[TASK DETAILS] Extract every record, keeping each one exactly as it is.

[SOURCE RECORDS]
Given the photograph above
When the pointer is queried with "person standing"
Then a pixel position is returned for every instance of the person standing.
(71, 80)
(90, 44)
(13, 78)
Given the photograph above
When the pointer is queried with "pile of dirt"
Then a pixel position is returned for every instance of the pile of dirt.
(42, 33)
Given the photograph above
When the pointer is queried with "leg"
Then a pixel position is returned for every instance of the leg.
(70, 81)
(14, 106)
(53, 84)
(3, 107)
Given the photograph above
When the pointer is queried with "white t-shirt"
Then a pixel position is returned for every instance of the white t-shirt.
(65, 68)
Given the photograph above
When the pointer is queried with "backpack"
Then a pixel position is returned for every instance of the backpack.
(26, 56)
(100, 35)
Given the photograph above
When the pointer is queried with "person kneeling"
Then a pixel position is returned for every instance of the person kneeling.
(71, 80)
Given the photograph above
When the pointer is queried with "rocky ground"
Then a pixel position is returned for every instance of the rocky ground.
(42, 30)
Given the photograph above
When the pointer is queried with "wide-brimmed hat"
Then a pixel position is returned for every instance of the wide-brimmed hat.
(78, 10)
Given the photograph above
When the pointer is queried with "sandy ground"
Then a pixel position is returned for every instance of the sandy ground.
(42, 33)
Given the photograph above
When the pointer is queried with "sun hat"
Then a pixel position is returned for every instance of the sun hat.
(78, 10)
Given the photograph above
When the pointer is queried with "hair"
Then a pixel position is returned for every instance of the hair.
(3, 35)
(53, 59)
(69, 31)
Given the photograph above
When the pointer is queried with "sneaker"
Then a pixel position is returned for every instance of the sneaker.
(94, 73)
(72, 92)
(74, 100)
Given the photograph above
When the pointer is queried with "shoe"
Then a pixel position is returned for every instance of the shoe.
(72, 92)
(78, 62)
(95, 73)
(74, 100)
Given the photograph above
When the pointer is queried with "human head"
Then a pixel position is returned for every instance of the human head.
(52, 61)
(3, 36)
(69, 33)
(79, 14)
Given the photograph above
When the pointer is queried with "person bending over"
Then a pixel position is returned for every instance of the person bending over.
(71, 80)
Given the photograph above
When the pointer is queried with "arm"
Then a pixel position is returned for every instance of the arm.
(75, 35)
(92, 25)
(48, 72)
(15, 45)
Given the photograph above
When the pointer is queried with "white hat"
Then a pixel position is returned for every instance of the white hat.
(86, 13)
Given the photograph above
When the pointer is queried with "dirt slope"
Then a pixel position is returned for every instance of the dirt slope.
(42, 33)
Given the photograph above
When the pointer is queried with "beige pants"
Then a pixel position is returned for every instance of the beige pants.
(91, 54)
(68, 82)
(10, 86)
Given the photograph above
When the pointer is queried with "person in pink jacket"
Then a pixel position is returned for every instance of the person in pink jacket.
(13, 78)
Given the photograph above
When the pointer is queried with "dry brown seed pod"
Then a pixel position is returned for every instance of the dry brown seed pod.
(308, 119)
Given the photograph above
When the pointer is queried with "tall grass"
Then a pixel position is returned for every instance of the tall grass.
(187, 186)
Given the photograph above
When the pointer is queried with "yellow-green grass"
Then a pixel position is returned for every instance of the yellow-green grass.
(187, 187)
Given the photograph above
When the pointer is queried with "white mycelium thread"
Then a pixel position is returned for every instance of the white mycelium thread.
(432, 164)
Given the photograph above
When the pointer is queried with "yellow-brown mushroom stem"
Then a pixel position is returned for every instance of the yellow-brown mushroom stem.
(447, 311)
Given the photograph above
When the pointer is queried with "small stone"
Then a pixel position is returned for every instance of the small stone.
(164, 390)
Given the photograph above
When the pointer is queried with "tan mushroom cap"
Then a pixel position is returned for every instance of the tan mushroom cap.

[RESPONSE AREA]
Given the photograph above
When the pointer is queried with "person standing"
Then a pixel position is returned for every instance of the person standing.
(71, 80)
(90, 44)
(13, 78)
Given the photograph above
When the pointer is queried with "pile of dirt"
Then a pixel position is returned for every instance of the pile of dirt.
(42, 33)
Given the photograph above
When the pointer is queried with "leg"
Then a pixel position is returned for every instance of the leg.
(70, 81)
(14, 106)
(53, 84)
(3, 107)
Given the photograph above
When the pointer is queried with "white t-shirt"
Then a pixel position is returned for every instance of the white t-shirt.
(65, 68)
Given the photograph above
When the pointer is queried with "backpack"
Then a pixel position is returned for every instance of the backpack.
(26, 56)
(100, 35)
Given the photograph above
When the pointer is queried with "person kneeling"
Then a pixel position is returned for every instance of the person kneeling.
(71, 80)
Given the photograph above
When the pointer is queried with "rocky ground"
Then a pixel position is returned for every instance of the rocky ground.
(42, 30)
Given the photograph above
When the pointer is queried with "wide-brimmed hat"
Then a pixel position is returned for every instance of the wide-brimmed hat.
(78, 10)
Given the photograph above
When the pointer is queried with "sandy ground"
Then a pixel position is returned for every instance of the sandy ground.
(42, 33)
Given the photograph above
When the pointer is queried with "sun hat"
Then a pixel position is returned for every instance of the sun hat.
(78, 10)
Given the photograph above
When the pointer is queried with "hair"
Then a pixel position is returned for every instance of the hair.
(3, 35)
(53, 59)
(69, 31)
Given the photograph above
When the pointer is queried with "sneaker"
Then a pixel position is returned for every instance of the sneaker.
(94, 73)
(72, 92)
(74, 100)
Given the photograph above
When the pointer is queried with "shoe"
Then a pixel position is returned for every instance of the shoe.
(72, 92)
(78, 62)
(95, 73)
(74, 100)
Given the photograph above
When the pointer is queried with "human head"
Then a pixel position is returned for every instance of the human head.
(52, 61)
(3, 36)
(69, 33)
(79, 14)
Given the photograph above
When the pointer is queried with "person bending over"
Then a pixel position is returned for every instance of the person bending over.
(71, 80)
Given the photograph above
When the pointer is queried with "arm"
Then a pixel position is returned for every instance of the arm.
(75, 35)
(92, 25)
(48, 72)
(15, 45)
Given the photograph above
When the pointer is queried with "white hat"
Then a pixel position is returned for every instance of the white hat.
(86, 13)
Given the photograph above
When the pointer is queried with "dirt slope"
Then a pixel position is returned for every instance of the dirt slope.
(42, 33)
Given the photograph above
When the pointer is queried with "beige pants"
Then a pixel position is returned for every instance of the beige pants.
(91, 54)
(68, 82)
(10, 86)
Given the photograph above
When the pointer is queried with "person in pink jacket"
Then a pixel position is returned for every instance of the person in pink jacket.
(13, 78)
Given the photograph above
When the pointer is queried with "dry brown seed pod"
Then a pixel position is returned for every instance of the dry brown seed pod.
(308, 119)
Given the photograph above
When the pointer is queried with "tall grass"
Then a pixel position is returned for every instance of the tall grass.
(187, 186)
Given the photograph above
When the pointer is queried with "yellow-green grass"
Then a pixel position is returned for every instance of the yellow-green grass.
(187, 187)
Given the photograph above
When the pointer is queried with "white mycelium thread"
Then a pixel position is returned for every instance of the white mycelium thread.
(432, 164)
Given the photograph above
When the pointer is queried with "yellow-brown mushroom stem"
Then a pixel position is returned for every instance of the yellow-brown mushroom stem.
(447, 311)
Given the photograph above
When the pointer is queried with "small stone"
Then a pixel position is returned for every instance of the small stone.
(164, 390)
Given the photograph above
When the pointer is queried with "tan mushroom cap"
Then a pixel position is returned for every instance of the tan mushroom cap.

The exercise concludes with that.